- **PROMPT**
Count the lines in the records below that contain the string "laminate", matching case exactly, and give only the number.

- **ENTRIES SHOWN**
=====

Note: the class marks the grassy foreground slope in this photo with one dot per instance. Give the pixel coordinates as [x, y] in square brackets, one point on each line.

=====

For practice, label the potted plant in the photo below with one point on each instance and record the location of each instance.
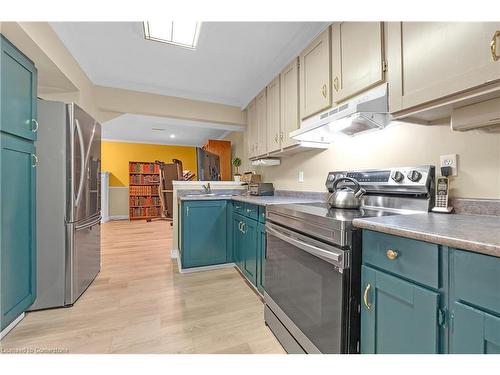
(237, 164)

=====

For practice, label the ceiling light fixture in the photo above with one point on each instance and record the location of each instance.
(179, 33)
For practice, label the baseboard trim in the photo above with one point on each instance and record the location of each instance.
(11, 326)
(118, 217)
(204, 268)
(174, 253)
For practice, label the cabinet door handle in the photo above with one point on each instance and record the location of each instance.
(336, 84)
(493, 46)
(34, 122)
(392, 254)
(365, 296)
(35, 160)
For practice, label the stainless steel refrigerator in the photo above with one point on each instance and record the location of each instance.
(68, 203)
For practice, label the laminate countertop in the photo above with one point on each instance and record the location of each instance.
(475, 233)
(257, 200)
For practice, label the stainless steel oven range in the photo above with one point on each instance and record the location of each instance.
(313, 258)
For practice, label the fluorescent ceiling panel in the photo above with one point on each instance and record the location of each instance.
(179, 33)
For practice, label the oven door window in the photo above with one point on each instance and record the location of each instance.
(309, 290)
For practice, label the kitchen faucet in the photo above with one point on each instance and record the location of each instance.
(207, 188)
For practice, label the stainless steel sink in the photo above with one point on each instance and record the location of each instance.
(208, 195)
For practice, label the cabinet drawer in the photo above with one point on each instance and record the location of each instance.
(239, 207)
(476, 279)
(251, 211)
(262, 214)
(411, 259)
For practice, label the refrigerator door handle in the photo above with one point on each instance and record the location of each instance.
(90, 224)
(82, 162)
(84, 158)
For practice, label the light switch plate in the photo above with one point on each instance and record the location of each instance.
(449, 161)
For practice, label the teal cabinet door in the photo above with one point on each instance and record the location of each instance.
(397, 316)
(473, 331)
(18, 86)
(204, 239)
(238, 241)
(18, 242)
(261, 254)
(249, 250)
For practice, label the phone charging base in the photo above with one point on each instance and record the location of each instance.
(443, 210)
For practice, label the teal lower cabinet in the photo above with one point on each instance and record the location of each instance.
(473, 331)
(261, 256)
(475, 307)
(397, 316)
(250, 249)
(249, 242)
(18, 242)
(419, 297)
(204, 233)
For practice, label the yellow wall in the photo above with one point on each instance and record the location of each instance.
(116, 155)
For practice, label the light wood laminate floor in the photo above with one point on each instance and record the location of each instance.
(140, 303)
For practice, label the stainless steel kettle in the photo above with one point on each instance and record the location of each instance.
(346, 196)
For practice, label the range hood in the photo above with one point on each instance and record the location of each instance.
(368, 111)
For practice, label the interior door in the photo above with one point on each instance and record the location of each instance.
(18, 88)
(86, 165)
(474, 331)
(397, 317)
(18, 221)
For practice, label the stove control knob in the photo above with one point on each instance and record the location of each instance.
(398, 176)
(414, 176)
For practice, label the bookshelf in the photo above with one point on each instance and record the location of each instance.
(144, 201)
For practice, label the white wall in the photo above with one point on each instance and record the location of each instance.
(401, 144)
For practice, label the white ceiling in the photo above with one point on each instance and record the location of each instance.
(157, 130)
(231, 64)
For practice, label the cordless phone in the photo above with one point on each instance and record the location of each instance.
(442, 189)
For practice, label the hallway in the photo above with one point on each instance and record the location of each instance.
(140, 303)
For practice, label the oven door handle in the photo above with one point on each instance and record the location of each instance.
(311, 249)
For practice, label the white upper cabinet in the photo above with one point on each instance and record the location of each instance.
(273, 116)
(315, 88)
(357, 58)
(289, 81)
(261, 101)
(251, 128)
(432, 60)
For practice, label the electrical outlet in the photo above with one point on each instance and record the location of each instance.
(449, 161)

=====

- **EXPECTED ANSWER**
2